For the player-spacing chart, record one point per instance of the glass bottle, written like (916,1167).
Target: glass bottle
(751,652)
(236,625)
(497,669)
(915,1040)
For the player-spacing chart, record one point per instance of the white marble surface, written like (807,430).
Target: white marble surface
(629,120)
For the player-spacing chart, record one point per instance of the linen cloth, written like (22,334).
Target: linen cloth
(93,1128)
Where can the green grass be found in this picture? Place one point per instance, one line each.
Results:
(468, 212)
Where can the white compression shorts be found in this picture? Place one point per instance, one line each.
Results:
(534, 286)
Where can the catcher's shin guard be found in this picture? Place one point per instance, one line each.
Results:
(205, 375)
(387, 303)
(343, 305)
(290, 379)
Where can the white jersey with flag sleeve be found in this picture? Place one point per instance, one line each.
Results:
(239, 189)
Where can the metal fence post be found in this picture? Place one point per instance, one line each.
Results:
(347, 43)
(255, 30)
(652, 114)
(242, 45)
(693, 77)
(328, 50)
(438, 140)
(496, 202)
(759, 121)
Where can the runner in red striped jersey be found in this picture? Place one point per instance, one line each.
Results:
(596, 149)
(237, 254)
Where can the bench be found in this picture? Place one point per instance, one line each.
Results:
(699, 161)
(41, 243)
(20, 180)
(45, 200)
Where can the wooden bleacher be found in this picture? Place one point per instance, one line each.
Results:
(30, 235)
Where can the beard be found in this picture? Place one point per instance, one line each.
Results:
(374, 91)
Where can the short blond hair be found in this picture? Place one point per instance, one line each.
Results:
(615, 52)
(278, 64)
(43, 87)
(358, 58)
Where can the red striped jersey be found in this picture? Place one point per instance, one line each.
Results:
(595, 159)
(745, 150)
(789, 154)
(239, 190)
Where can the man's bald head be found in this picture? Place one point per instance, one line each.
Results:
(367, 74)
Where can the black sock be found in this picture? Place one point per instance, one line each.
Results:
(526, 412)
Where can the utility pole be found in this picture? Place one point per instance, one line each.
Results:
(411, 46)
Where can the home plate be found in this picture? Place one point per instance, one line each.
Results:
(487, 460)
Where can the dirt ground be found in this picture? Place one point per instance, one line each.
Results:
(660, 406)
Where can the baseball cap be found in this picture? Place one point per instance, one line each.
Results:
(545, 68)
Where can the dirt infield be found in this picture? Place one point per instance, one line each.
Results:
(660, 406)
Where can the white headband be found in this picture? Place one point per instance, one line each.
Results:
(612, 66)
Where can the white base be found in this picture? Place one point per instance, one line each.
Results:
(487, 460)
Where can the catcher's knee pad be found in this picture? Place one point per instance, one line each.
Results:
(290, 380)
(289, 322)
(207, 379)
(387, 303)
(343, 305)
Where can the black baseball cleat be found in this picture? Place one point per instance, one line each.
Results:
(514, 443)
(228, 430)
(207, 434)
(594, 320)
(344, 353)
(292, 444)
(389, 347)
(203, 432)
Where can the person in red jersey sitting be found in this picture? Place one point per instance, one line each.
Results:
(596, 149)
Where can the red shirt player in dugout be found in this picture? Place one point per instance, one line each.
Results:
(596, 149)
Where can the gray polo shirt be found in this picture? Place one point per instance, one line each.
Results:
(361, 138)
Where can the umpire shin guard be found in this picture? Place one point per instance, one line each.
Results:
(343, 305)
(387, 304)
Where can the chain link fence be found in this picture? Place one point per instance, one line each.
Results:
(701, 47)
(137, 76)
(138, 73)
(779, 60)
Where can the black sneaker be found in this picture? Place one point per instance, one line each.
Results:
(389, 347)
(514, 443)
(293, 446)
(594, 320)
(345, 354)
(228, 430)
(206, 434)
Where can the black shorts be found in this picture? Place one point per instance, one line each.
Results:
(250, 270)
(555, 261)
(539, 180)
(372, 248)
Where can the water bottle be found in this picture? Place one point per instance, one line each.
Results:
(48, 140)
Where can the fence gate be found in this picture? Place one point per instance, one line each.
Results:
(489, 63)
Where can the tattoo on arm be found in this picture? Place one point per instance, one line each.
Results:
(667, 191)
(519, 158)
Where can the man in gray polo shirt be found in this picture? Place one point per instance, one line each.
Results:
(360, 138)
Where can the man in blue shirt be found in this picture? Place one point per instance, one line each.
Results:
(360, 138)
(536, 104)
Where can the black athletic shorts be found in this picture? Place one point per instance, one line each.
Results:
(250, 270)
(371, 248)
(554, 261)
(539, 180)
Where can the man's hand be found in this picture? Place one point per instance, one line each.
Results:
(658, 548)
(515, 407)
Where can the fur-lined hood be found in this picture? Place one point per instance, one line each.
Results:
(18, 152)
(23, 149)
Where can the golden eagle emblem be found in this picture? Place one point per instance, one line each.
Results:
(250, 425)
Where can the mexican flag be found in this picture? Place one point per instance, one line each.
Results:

——————

*Task prompt*
Send back each record exactly, and include them all.

*Answer box*
For the player-spacing chart, record one point per instance of the glass bottle, written like (916,1167).
Target: glass bottle
(751,652)
(236,625)
(497,669)
(915,1040)
For the player-spacing chart, record one point per instance of the white marble surface, written like (807,430).
Target: white marble surface
(629,120)
For the player-spacing chart, record one point per instance of the linen cloth, written like (22,334).
Target: linen cloth
(93,1128)
Where can the green grass be found in this picture? Place one point per instance, one line each.
Results:
(468, 212)
Where can the white compression shorts be found in this picture? Place one point per instance, one line each.
Results:
(534, 286)
Where can the catcher's shin guard be found in this picture? Place one point per instance, one line each.
Results:
(205, 375)
(387, 303)
(343, 305)
(290, 379)
Where can the white jersey with flag sleeve be found in this picture? Place one point per instance, one line each.
Results:
(239, 189)
Where can the metal fence post be found in this picture? Place one point per instance, one line each.
Results:
(347, 43)
(255, 30)
(652, 114)
(242, 45)
(693, 77)
(328, 50)
(438, 140)
(496, 202)
(759, 121)
Where can the runner in red striped jersey be found in this picture? Place one point per instance, one line each.
Results:
(596, 149)
(237, 254)
Where can the bench be found in this picture? Place one point per instance, one line each.
Results:
(699, 161)
(41, 243)
(20, 180)
(45, 200)
Where can the wooden bleacher be found in this picture? Place one point per instance, one line each.
Results:
(30, 235)
Where can the beard be found in this picture? Place one point per instance, one line each.
Results:
(374, 91)
Where can the short blond hair be found in this picture? Place one point per instance, one line each.
Results:
(615, 52)
(278, 64)
(43, 87)
(358, 58)
Where can the red striped jersey be found in this picture? Place one point per instance, one line each.
Results:
(595, 159)
(745, 150)
(789, 154)
(239, 190)
Where can the man's bald head be found in this picture? Place one point per instance, one line each.
Results:
(367, 74)
Where can the black sock be found in this picture? Place one point per instance, one line each.
Results:
(526, 412)
Where can the utility pole be found in this picture? Place one point per instance, one line each.
Results:
(411, 46)
Where can the home plate be found in this picture? Place one point per instance, one line each.
Results:
(487, 460)
Where can the dirt ground be found in this picture? Place one point per instance, one line each.
Results:
(660, 406)
Where can the baseball cap be found in this picture? Place one point per instance, one line each.
Results:
(545, 68)
Where can the dirt infield be found in this picture? Place one point per instance, one line each.
Results:
(660, 406)
Where can the white headband be found in this picture? Place one point per instance, one line each.
Results:
(612, 66)
Where can the white base be found in this picture? Place one point per instance, one line each.
Results:
(487, 460)
Where can the catcher's knee pad be found in this picture? Place one point per instance, one line each.
Results:
(290, 380)
(289, 322)
(207, 379)
(387, 303)
(343, 305)
Where can the black baseball cleat be found in this picture? Place one point per instance, one line each.
Results:
(514, 443)
(228, 430)
(207, 434)
(594, 320)
(344, 353)
(292, 444)
(389, 347)
(203, 432)
Where can the person in red jersey sitting be found in this picture? Place one point per instance, one line each.
Results:
(596, 149)
Where can the red shirt player in dugout be found in this picture? Place one point per instance, one line each.
Results:
(596, 149)
Where can the gray polo shirt be found in this picture? Place one point per instance, one line each.
Results:
(361, 138)
Where can the umpire shin guard be found in this picture? Place one point per instance, one line each.
Results:
(343, 305)
(387, 304)
Where can the chain link fence be found in this picture? Place one point per instance, one line each.
Results:
(701, 47)
(137, 76)
(138, 73)
(779, 60)
Where can the black sneaker be found in this picture? Place one point per instance, one line each.
Results:
(389, 347)
(514, 443)
(293, 446)
(594, 320)
(345, 354)
(228, 430)
(206, 434)
Where can the black shorts be found in this picture? Place one point per instance, one line each.
Results:
(250, 270)
(555, 261)
(539, 180)
(372, 248)
Where can the water bottle be found in this picture? Place one point per instance, one line each.
Results:
(48, 140)
Where can the fence gate be found in this picture? Place one point per instance, one line each.
Results:
(489, 63)
Where can the tattoo on arm be found in this picture? Place one point per instance, one line each.
Results:
(667, 191)
(519, 158)
Where can the man in gray polo shirt be found in this picture? Place one point per instance, one line each.
Results:
(360, 138)
Where can the man in blue shirt be found in this picture? Place one point per instance, one line each.
Results:
(360, 138)
(536, 104)
Where can the black athletic shorts be found in this picture? Place one point per instance, one line each.
Results:
(250, 270)
(371, 248)
(554, 261)
(539, 180)
Where can the man's hand be found in this picture? Place one point per instance, one line each.
Results:
(658, 548)
(515, 407)
Where can the fur-lined hood be found in this picture? Place one point per instance, one line each.
Results:
(18, 152)
(23, 149)
Where can the golden eagle emblem be found in this picture? Place one point per instance, one line each.
Results:
(250, 425)
Where can the mexican flag be found in this picture? Place one point per instance, one line each.
Results:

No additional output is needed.